• **Brief**
Copy the data from the line that contains "TARGET: dark background" to its last line, exactly, including both of those lines and leaving out everything before.

• **Excerpted records**
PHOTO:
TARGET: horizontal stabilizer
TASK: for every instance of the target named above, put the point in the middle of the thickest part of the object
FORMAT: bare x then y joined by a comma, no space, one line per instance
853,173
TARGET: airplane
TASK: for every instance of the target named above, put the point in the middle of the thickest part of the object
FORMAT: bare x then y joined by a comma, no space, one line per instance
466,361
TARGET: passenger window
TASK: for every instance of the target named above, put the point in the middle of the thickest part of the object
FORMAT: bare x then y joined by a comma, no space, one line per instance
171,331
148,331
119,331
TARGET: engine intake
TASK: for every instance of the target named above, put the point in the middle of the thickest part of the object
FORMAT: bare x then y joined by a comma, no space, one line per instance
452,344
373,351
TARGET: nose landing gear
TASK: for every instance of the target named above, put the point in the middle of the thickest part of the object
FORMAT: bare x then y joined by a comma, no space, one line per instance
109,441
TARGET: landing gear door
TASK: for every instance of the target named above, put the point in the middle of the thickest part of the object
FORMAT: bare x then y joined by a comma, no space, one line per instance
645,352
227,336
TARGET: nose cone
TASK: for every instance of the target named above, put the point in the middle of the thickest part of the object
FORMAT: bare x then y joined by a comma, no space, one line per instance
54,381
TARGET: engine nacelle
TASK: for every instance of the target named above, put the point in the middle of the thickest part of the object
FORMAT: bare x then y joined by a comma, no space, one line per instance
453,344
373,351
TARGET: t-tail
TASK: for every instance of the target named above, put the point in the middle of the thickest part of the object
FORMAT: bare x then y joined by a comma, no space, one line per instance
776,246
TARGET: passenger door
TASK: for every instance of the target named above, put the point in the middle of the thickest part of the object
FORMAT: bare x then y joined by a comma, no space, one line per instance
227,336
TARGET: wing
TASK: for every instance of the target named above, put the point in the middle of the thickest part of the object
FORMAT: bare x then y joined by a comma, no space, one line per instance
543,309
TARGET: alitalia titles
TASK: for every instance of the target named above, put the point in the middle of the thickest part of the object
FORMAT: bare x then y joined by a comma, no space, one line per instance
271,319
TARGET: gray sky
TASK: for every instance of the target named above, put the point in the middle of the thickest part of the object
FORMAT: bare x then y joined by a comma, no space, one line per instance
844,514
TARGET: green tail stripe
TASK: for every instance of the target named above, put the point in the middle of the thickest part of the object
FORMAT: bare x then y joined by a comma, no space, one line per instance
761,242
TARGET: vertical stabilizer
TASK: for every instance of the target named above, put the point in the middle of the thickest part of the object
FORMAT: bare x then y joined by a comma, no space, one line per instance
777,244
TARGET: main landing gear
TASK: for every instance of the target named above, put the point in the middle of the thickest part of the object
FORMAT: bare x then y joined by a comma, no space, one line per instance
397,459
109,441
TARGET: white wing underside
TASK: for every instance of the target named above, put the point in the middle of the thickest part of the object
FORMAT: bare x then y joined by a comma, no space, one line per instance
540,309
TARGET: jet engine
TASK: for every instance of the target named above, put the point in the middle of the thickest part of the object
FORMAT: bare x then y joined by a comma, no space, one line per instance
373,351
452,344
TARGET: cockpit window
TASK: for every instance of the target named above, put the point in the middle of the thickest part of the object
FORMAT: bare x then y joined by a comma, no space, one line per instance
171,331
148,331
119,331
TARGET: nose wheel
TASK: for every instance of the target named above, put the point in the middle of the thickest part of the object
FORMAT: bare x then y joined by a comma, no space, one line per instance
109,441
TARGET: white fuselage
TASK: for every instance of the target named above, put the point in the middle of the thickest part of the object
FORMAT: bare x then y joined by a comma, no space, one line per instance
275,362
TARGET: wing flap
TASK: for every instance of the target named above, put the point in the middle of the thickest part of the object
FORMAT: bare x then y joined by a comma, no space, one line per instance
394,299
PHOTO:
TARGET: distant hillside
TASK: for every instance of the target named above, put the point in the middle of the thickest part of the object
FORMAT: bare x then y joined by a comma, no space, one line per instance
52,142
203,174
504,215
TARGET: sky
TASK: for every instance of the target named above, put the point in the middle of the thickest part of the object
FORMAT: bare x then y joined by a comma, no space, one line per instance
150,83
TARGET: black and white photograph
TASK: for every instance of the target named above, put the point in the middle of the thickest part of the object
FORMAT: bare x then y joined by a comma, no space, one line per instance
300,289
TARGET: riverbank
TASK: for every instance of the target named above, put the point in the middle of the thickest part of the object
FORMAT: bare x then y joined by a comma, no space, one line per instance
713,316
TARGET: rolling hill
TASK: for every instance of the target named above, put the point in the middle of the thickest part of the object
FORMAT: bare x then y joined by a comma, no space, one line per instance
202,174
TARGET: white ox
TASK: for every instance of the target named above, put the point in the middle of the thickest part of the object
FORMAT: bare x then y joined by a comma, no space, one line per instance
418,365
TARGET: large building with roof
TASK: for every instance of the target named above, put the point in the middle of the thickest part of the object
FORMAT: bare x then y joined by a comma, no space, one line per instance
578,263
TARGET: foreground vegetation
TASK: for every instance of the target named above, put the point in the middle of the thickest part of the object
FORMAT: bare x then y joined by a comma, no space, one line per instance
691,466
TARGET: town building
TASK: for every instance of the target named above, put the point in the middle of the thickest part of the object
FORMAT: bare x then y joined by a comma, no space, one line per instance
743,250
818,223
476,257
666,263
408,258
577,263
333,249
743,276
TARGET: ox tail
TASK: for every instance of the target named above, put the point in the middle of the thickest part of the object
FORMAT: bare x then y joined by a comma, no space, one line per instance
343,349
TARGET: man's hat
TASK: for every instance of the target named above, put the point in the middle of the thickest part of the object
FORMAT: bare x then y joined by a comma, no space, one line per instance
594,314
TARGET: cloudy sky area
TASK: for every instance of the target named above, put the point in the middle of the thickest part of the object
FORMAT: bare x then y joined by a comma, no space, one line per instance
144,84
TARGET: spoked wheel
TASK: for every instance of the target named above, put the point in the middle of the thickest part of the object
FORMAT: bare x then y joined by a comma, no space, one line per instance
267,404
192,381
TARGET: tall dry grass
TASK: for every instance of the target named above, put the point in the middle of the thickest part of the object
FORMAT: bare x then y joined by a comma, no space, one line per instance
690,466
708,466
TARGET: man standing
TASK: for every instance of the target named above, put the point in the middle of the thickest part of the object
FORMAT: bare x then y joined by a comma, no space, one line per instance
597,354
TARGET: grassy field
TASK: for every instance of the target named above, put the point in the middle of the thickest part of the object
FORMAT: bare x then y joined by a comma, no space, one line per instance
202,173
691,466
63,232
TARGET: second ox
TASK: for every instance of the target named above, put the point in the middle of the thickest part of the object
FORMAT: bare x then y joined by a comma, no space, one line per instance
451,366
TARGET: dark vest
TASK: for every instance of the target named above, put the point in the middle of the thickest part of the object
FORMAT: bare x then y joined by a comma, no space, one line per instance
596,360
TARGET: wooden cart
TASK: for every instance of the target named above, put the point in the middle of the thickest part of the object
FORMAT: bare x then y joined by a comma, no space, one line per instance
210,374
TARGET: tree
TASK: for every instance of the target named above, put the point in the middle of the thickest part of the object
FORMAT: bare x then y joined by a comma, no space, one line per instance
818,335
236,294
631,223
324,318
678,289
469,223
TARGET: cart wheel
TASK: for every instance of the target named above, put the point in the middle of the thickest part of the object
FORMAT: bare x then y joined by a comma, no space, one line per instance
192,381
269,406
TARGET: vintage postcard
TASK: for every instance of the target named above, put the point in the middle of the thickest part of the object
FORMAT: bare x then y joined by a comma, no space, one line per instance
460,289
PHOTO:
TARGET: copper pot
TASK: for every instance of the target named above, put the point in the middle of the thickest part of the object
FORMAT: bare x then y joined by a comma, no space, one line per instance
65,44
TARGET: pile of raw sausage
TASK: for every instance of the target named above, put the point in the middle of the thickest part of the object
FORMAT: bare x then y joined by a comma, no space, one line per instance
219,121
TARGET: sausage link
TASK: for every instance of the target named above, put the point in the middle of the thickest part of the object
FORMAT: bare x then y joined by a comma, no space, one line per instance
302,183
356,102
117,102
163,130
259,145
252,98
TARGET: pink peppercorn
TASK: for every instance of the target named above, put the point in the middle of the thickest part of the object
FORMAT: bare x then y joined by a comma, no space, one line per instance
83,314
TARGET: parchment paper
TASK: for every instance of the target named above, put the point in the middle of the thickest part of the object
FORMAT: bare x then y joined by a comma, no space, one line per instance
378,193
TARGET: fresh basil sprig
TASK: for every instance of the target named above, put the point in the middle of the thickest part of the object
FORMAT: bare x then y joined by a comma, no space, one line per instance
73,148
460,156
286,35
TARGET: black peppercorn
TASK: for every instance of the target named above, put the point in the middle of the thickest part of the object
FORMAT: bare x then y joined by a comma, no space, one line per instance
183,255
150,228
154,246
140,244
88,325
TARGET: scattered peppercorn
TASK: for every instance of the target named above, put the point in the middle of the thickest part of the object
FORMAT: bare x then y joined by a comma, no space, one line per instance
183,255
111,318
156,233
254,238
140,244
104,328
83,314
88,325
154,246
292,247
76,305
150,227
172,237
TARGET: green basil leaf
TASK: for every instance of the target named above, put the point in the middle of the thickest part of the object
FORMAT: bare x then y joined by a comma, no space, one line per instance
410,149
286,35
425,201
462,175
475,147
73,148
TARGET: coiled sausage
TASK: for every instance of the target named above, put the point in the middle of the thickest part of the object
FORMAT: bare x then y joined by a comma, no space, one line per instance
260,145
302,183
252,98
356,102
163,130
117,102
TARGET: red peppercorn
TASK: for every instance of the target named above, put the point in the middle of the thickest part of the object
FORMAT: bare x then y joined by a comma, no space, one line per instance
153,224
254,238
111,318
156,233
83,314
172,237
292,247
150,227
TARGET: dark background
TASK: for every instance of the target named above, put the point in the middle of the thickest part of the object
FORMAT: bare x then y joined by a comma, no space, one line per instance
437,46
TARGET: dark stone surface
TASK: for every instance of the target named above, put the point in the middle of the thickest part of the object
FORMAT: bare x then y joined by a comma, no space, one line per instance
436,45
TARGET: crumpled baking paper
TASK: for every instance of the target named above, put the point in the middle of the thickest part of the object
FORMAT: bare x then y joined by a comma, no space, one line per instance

• **The result**
TARGET: dark background
TASK: for every instance of the target named above, put the point in the middle of the thickest part of the object
FORMAT: bare x then y joined by a comma, no space, one line per instance
437,46
TARGET: dark stone surface
TASK: for every instance of the target named above, put the point in the middle of the thickest part of the object
FORMAT: bare x then y joined by a comma, no space, one line per instance
436,45
TARGET: crumpled baking paper
TASK: for every instance of the target named above, put the point in the middle of the thickest part of the object
FORMAT: bare x then y joined by a comma, no space, one line per instance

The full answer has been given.